→ Records shown:
══════════

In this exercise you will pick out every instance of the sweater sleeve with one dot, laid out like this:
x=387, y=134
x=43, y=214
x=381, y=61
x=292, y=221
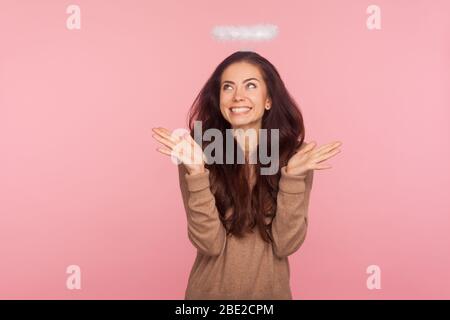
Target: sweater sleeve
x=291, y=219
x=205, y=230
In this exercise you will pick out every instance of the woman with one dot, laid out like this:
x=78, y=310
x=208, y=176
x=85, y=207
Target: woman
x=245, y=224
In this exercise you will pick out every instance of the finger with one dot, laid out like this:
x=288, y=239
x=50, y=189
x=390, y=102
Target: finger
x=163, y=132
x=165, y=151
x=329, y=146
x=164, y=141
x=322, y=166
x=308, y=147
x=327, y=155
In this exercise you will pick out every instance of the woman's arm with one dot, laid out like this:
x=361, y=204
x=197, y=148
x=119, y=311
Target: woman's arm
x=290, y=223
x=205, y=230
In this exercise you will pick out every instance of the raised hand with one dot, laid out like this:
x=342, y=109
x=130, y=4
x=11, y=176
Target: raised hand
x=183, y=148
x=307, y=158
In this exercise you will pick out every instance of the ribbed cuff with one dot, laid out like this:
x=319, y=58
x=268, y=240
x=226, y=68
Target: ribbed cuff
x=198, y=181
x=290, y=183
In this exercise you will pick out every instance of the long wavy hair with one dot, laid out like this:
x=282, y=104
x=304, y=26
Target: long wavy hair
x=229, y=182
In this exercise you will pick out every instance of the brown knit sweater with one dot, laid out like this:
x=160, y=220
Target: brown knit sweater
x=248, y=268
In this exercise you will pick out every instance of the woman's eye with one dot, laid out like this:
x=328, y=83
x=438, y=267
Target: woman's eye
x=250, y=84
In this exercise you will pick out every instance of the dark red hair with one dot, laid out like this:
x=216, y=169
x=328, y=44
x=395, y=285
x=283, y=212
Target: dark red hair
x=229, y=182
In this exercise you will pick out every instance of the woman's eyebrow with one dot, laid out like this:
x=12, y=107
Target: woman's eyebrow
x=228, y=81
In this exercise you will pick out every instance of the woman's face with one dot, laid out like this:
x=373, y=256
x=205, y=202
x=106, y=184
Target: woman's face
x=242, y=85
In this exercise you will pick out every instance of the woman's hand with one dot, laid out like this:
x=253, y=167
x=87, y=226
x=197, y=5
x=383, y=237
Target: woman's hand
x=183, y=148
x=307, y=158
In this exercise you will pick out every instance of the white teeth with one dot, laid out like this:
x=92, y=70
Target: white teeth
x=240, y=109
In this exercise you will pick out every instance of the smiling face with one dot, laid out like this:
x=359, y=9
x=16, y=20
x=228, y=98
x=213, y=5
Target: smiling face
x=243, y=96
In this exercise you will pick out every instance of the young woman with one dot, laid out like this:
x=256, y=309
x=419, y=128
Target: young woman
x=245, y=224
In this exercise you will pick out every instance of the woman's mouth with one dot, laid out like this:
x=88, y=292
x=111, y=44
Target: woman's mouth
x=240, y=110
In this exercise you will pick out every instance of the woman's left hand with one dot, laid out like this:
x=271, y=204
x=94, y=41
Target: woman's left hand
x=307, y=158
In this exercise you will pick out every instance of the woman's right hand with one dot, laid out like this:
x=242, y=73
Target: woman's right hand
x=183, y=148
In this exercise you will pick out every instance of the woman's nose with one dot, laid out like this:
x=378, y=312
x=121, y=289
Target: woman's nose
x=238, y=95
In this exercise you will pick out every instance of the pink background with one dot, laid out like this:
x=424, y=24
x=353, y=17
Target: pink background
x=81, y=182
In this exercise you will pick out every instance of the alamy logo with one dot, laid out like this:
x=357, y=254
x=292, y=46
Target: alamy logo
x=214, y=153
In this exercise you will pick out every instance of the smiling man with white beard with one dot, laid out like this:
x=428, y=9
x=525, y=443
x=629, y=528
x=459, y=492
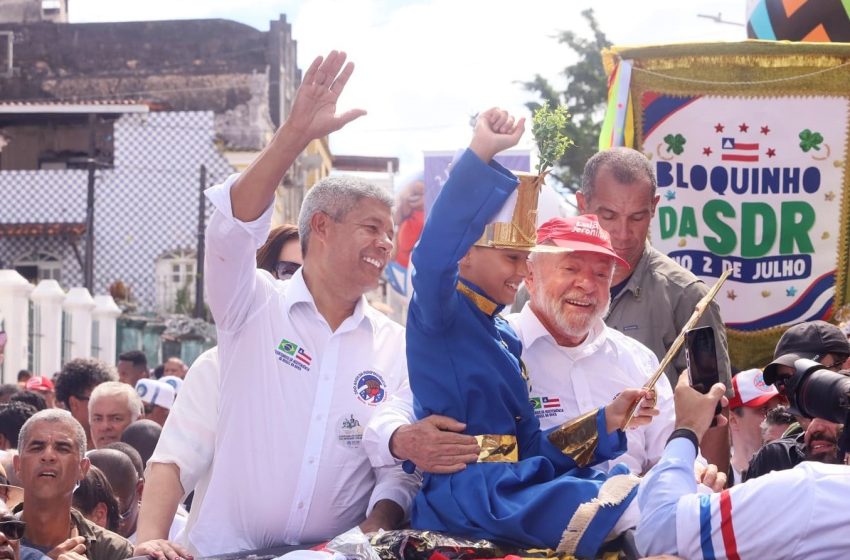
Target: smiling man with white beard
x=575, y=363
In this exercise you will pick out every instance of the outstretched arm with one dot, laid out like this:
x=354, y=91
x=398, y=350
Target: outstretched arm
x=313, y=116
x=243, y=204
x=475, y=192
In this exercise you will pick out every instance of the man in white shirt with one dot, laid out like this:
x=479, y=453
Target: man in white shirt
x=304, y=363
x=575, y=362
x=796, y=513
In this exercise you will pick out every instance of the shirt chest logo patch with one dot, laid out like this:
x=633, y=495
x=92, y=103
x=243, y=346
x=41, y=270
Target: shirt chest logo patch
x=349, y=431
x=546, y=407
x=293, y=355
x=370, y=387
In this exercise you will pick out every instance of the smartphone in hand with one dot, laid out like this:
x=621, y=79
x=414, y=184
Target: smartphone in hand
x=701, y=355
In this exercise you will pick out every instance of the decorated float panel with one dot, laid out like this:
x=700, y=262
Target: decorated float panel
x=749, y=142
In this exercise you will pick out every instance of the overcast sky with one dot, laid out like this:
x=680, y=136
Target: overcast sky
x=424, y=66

══════════

→ Objective: Rewrite all of the lines above, changing every "pick out" to "locate" and leaving everything else as it is. Omit the pictures from your version.

→ Solution for this problem:
In this exercise you will locate every instance of the sweater sleeve with one dot, laid out like this:
x=387, y=134
x=43, y=214
x=381, y=61
x=292, y=221
Target: sweater sleeve
x=291, y=219
x=205, y=230
In this exercise you will locate every instance of the woman with one dot, laid out like this:
x=78, y=310
x=208, y=176
x=85, y=207
Target: woman
x=245, y=224
In this exercise you will locate every instance of the finger with one dot, laid out like this:
x=288, y=239
x=50, y=189
x=390, y=102
Target: finger
x=163, y=132
x=165, y=151
x=329, y=146
x=164, y=141
x=322, y=166
x=308, y=147
x=327, y=155
In this exercise you will locate every instance of the woman's arm with one dot, laid out like this:
x=361, y=204
x=197, y=148
x=119, y=311
Target: woman's arm
x=290, y=223
x=205, y=230
In this exercise you will locate every instance of the raised hand with one dot, laid out like this:
x=342, y=109
x=130, y=4
x=11, y=176
Target: raised hand
x=183, y=148
x=307, y=158
In this exercise you will locate every instance of the ribbed cuff with one dot, laid out like this:
x=319, y=58
x=268, y=240
x=226, y=68
Target: ribbed cuff
x=198, y=181
x=290, y=183
In this exercise you will locate every instance of the long wavy hair with one dot, laid out like this:
x=282, y=104
x=304, y=26
Target: long wavy hair
x=229, y=182
In this exercise you will locate every instance of the brown knit sweater with one dot, laid out like this:
x=160, y=220
Target: brown knit sweater
x=248, y=268
In this exercise you will locate every instance of the woman's eye with one dot, laid out like this:
x=328, y=83
x=438, y=267
Target: woman's eye
x=250, y=84
In this exercise you will locate every instance of the dark red hair with one dot, laid out like this:
x=216, y=169
x=328, y=44
x=395, y=285
x=283, y=212
Target: dark red hair
x=229, y=182
In this exercise you will locate every instance of the woman's eyebrow with one dot, laid out like this:
x=12, y=107
Target: woman's eyebrow
x=228, y=81
In this exercise you will locate every instance of the woman's face with one dot, laid out like this:
x=373, y=256
x=205, y=202
x=106, y=184
Target: woman's face
x=242, y=85
In this exercise you will locate every instance of the woman's hand with one dot, laid out like this:
x=253, y=167
x=87, y=226
x=197, y=5
x=383, y=237
Target: woman's hand
x=183, y=148
x=307, y=158
In this exercise you will locate every instance of the white teeth with one dot, laid out like this:
x=92, y=70
Target: white teeth
x=240, y=109
In this exercise you will locate every instance of the smiling face with one dot, laid out like this:
x=359, y=9
x=16, y=20
x=228, y=98
x=213, y=5
Target: smiling face
x=243, y=96
In this exercise you will locate every instance of the young woman with one dot, laid out like this:
x=256, y=309
x=419, y=128
Target: young woman
x=245, y=224
In this exercise you will locate every instance of the woman's mouth with one dot, laid out like this:
x=88, y=292
x=111, y=44
Target: woman's mouth
x=240, y=110
In this exercise you will locate every instance of the woman's left hand with one dot, laid out like this:
x=271, y=204
x=94, y=41
Target: woman's left hand
x=307, y=158
In this exercise you will locate every instance of the woman's right hand with one dot, laid out like this:
x=242, y=73
Target: woman's right hand
x=183, y=148
In this exercise you will locate every instance of the woman's nose with one dot, laid out like this:
x=378, y=312
x=121, y=289
Target: woman's nose
x=238, y=95
In this exercise you will locate every instance of the pink background with one dot, laid out like this:
x=424, y=24
x=353, y=17
Target: pink background
x=81, y=182
In this exercise you will locate every instance of the alamy logo with one dot, laid out like this:
x=357, y=254
x=292, y=46
Target: alamy logo
x=214, y=153
In this exercise you will locate every instance of the smiling man with white beard with one dot, laid out like this:
x=428, y=9
x=525, y=443
x=629, y=528
x=459, y=492
Target: smiling man with white beard
x=575, y=363
In this exercise you will locate every instance of the outstretched arm with one dot, laid out like this:
x=354, y=91
x=398, y=350
Target: outstretched arm
x=313, y=116
x=243, y=204
x=475, y=192
In this exercise you will locate every instance of the man in white shirt with one dot, laid out like this:
x=479, y=453
Target: man in white shirt
x=304, y=363
x=575, y=362
x=796, y=513
In this exercise you will locate every instance of the shirt chest logo patch with one dot, laid out like this:
x=633, y=495
x=92, y=103
x=243, y=346
x=41, y=270
Target: shirt chest logo patch
x=349, y=431
x=546, y=407
x=293, y=355
x=370, y=387
In this exercise you will locate every instance of the smartphone in hand with one dot, laid out like this:
x=621, y=79
x=414, y=184
Target: smartphone in hand
x=701, y=355
In this exercise you will locate every instance of the decorated float panel with one dot, laid out like this:
x=700, y=262
Target: decorated float panel
x=749, y=142
In this exercise you will locate every instance of the overcast sky with one dot, laid out like this:
x=680, y=136
Target: overcast sky
x=424, y=66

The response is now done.